= Page =
'''

Chesapeake is subject to other legal proceedings and claims which arise in the ordinary course of business. In our opinion, the final resolution of these proceedings and claims will not have a material effect on the company.

Employment Agreements with Officers

Chesapeake has employment agreements with its chief executive officer, chief operating officer, chief financial officer and other executive officers, which provide for annual base salaries, various benefits and eligibility for bonus compensation. The agreement with the chief executive officer has a term of five years commencing January 1, 2008. The term of the agreement is automatically extended for one additional year on each December 31 unless the company provides 30 days notice of non-extension. In the event of termination of employment without cause, the chief executive officer’s base compensation (defined as base salary plus bonus compensation received during the preceding 12 months) and benefits would continue during the remaining term of the agreement. The chief executive officer is entitled to receive a payment in the amount of three times his base compensation upon the happening of certain events following a change of control. The agreement further provides that any stock-based awards held by the chief executive officer and deferred compensation will immediately become 100% vested upon termination of employment without cause, incapacity, death, or retirement at or after age 55, and any unexercised stock options will not terminate as the result of termination of employment. The agreements with the chief operating officer, chief financial officer and other executive officers expire on September 30, 2009. These agreements provide for the continuation of salary for one year in the event of termination of employment without cause or death and, in the event of a change of control, a payment in the amount of two times the executive officer’s base compensation. These executive officers are entitled to continue to receive compensation and benefits for 180 days following termination of employment as a result of incapacity. Any stock-based awards held by such executive officers will immediately become 100% vested upon termination of employment without cause, a change of control, death, or retirement at or after age 55.

Environmental Risk

Due to the nature of the natural gas and oil business, Chesapeake and its subsidiaries are exposed to possible environmental risks. Chesapeake has implemented various policies and procedures to avoid environmental contamination and risks from environmental contamination. Chesapeake conducts periodic reviews, on a company-wide basis, to identify changes in our environmental risk profile. These reviews evaluate whether there is a contingent liability, its amount, and the likelihood that the liability will be incurred. The amount of any potential liability is determined by considering, among other matters, incremental direct costs of any likely remediation and the proportionate cost of employees who are expected to devote a significant amount of time directly to any possible remediation effort. We manage our exposure to environmental liabilities on properties to be acquired by identifying existing problems and assessing the potential liability. Depending on the extent of an identified environmental problem, Chesapeake may exclude a property from the acquisition, require the seller to remediate the property to our satisfaction, or agree to assume liability for the remediation of the property. Chesapeake has historically not experienced any significant environmental liability, and is not aware of any potential material environmental issues or claims at June 30, 2008.

'''

= Supplied entries =
'''

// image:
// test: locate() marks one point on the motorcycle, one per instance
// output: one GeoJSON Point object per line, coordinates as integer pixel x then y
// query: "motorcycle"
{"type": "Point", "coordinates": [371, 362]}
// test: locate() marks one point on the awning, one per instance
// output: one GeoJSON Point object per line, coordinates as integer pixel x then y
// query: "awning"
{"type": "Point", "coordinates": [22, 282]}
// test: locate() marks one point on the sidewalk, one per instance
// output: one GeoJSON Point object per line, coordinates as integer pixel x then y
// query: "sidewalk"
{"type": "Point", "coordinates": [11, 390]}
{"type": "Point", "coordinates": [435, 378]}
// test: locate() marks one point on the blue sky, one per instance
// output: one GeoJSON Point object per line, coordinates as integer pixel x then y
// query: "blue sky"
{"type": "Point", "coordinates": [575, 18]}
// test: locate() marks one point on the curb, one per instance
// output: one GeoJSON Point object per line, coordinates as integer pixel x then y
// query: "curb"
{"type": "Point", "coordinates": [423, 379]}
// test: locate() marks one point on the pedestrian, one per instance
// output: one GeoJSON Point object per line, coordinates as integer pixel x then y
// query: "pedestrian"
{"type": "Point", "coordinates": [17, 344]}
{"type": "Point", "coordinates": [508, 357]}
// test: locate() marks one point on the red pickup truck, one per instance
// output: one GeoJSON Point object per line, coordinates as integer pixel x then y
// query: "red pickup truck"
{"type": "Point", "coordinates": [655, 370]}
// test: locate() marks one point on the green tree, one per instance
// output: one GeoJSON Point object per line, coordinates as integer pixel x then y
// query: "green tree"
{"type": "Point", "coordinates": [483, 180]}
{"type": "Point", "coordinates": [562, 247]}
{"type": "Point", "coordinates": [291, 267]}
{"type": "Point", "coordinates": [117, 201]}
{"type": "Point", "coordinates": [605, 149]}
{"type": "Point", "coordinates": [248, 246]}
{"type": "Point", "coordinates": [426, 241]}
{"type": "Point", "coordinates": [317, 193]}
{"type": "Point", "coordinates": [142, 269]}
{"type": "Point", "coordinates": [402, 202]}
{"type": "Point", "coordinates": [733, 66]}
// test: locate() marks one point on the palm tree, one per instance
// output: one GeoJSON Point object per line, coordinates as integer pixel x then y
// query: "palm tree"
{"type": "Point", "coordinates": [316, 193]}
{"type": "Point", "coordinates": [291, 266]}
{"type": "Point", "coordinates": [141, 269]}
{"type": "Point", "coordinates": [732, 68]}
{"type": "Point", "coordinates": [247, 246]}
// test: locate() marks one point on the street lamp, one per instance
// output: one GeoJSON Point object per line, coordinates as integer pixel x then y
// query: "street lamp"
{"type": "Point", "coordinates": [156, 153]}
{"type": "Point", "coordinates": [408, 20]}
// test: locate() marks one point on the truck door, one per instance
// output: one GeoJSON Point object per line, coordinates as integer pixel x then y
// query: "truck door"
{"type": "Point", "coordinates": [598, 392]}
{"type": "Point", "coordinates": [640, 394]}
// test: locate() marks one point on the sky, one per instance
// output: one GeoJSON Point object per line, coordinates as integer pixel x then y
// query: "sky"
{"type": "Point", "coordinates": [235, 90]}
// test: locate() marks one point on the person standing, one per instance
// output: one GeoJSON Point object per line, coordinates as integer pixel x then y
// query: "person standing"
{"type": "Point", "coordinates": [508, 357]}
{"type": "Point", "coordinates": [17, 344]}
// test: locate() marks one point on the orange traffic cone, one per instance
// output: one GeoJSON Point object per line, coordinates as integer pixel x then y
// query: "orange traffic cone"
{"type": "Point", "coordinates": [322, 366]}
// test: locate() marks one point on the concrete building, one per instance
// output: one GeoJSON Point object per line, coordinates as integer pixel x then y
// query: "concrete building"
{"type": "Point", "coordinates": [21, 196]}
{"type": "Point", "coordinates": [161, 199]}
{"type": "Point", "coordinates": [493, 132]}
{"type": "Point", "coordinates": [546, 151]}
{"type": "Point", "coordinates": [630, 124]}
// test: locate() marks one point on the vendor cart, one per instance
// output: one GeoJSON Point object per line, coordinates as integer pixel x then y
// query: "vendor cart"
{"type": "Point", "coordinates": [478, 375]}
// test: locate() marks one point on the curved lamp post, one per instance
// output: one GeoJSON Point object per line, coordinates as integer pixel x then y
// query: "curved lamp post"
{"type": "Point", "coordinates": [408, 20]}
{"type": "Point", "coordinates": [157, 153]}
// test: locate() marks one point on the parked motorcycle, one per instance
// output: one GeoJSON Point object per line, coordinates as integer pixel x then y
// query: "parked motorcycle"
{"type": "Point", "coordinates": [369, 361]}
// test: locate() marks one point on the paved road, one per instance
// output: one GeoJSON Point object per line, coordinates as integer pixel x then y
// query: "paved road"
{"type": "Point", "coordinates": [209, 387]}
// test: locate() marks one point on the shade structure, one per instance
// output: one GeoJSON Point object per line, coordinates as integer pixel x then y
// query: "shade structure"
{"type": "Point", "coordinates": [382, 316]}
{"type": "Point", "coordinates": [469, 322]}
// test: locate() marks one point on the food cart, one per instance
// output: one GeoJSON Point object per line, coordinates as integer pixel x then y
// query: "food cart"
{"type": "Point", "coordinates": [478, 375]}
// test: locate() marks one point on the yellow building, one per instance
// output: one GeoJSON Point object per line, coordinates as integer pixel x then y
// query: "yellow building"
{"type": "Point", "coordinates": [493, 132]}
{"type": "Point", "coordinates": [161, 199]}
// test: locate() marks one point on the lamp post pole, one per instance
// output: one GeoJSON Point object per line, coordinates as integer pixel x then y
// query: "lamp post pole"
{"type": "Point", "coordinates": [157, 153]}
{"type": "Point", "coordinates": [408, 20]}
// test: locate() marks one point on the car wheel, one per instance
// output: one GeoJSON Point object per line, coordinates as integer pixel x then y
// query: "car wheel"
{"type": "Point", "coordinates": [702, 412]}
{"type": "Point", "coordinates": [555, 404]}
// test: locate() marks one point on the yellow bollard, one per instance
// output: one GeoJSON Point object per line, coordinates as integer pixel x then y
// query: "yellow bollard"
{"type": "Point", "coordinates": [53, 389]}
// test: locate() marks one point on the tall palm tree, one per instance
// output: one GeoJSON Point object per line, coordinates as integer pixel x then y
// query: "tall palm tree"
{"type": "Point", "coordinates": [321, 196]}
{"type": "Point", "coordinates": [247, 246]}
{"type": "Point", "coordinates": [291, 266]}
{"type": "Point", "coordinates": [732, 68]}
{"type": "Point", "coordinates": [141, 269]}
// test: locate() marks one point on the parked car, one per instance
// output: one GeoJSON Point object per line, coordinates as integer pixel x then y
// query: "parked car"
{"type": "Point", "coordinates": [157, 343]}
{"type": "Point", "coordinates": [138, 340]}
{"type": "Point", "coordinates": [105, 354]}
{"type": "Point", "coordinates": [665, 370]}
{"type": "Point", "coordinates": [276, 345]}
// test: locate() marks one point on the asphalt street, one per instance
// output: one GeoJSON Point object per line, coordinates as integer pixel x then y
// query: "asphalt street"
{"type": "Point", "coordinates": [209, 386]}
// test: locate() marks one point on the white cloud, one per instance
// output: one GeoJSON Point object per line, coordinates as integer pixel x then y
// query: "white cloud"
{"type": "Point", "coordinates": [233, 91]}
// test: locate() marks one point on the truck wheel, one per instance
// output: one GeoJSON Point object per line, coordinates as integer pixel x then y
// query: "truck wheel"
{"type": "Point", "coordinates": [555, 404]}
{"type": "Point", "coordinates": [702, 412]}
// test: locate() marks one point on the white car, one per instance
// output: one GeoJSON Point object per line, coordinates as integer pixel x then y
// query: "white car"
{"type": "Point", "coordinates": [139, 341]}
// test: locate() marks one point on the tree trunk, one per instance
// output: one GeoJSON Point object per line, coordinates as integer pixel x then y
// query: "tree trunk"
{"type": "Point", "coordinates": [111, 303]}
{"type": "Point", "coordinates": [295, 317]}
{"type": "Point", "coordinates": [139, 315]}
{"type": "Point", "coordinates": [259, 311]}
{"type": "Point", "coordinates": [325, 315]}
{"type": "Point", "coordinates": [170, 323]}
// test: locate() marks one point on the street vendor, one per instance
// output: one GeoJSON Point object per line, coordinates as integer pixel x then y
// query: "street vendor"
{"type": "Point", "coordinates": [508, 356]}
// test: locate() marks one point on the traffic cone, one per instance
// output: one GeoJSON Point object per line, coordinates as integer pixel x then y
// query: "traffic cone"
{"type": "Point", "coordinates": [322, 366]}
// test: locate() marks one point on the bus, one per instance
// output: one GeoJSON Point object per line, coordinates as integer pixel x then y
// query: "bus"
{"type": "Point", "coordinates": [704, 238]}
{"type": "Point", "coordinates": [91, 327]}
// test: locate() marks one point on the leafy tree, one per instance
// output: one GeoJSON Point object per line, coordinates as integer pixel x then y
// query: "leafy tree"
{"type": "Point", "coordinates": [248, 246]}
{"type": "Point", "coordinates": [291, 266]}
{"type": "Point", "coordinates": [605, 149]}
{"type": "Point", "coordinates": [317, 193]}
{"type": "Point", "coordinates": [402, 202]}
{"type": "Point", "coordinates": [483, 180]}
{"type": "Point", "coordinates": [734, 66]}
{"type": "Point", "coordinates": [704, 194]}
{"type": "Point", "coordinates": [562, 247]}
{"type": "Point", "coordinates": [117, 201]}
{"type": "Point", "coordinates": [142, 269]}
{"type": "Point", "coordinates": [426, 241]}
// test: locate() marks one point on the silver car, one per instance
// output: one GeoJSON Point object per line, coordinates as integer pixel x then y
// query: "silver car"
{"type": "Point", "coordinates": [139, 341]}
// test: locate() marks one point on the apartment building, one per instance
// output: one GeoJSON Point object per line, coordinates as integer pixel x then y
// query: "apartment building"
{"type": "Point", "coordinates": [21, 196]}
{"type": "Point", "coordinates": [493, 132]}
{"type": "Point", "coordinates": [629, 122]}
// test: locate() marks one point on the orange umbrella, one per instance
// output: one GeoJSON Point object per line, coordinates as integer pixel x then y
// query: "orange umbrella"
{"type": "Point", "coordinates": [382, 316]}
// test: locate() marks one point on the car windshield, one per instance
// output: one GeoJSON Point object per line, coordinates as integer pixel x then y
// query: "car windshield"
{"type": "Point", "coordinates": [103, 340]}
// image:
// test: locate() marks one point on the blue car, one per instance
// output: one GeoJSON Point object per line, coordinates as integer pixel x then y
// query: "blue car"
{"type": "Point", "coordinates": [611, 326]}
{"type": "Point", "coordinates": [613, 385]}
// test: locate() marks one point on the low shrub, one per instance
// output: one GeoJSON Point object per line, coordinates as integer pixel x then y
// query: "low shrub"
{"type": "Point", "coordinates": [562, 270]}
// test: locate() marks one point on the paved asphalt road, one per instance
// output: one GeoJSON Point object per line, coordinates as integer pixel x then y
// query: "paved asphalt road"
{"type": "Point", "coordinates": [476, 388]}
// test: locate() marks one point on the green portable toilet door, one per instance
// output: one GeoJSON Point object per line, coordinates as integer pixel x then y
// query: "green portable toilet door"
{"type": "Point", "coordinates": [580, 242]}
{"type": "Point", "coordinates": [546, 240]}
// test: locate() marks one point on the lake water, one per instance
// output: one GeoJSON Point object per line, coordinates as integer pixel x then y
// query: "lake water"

'''

= What this task involves =
Return the stretch of the Chesapeake text from "Chesapeake is subject" up to and including "on the company.", copied word for word. The rows are separate material, unrelated to the Chesapeake text.

= Solution for this exercise =
Chesapeake is subject to other legal proceedings and claims which arise in the ordinary course of business. In our opinion, the final resolution of these proceedings and claims will not have a material effect on the company.